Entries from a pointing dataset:
• • • • • • •

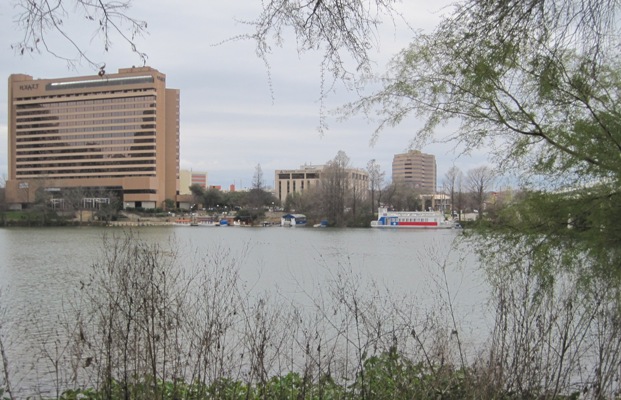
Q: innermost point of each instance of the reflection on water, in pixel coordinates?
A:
(40, 268)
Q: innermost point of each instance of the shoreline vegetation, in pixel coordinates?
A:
(143, 327)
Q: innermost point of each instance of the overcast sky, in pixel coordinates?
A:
(230, 122)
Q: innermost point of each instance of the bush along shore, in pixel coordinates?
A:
(141, 326)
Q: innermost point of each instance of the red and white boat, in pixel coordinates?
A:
(411, 219)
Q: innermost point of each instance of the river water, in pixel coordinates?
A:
(39, 267)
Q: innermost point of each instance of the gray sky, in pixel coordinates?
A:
(229, 120)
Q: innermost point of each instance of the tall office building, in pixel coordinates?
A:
(188, 178)
(415, 169)
(95, 135)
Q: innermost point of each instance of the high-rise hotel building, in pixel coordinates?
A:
(415, 169)
(113, 133)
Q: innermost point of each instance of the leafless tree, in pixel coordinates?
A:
(452, 184)
(42, 20)
(334, 186)
(376, 179)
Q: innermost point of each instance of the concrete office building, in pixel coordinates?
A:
(289, 181)
(113, 135)
(415, 169)
(189, 178)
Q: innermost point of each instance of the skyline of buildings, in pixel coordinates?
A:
(119, 134)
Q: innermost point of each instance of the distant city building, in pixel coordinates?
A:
(289, 181)
(415, 169)
(189, 178)
(113, 134)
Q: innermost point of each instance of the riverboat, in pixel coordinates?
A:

• • • • • • •

__Goal__
Set down all the entries exactly as they appear, but skip any pictures.

__The answer__
Q: innermost point of each instance of the reflection on water, in pixel coordinates?
A:
(40, 268)
Q: innermost point of each instance of the shoreline vegetation, in pixel coordinates?
A:
(143, 327)
Q: innermost point of each instance of the overcast sky, in pixel coordinates?
A:
(230, 122)
Q: innermost point of each instance of the bush along shore, in pixel coordinates?
A:
(141, 326)
Q: innermost point of each instance of the red and white boat, in pixel coordinates?
A:
(411, 219)
Q: innermost point of each instance of the river water, in pixel coordinates?
A:
(39, 267)
Q: innermost point of each instance of the gray sky, in pixel coordinates?
A:
(229, 120)
Q: innermost point of each instance of the tall office building, in pixel coordinates?
A:
(188, 178)
(415, 169)
(95, 135)
Q: innermost point of each instance of the high-rise hotel building, in pixel coordinates?
A:
(415, 169)
(113, 133)
Q: innermost point of each instance of the leafless tree, in pixel coordinates?
A:
(452, 184)
(42, 20)
(334, 186)
(376, 179)
Q: innermost point of each instance of the concrete office building, in pixel coordinates?
A:
(289, 181)
(113, 135)
(415, 169)
(189, 178)
Q: innermost point of each instance of the skyline of buildings, in pixel coordinates?
A:
(119, 134)
Q: innermost point of each instance of the distant city building, in pixel coordinates?
A:
(289, 181)
(415, 169)
(189, 178)
(113, 134)
Q: innermost point of each instance of the riverboat, in pixel coordinates?
A:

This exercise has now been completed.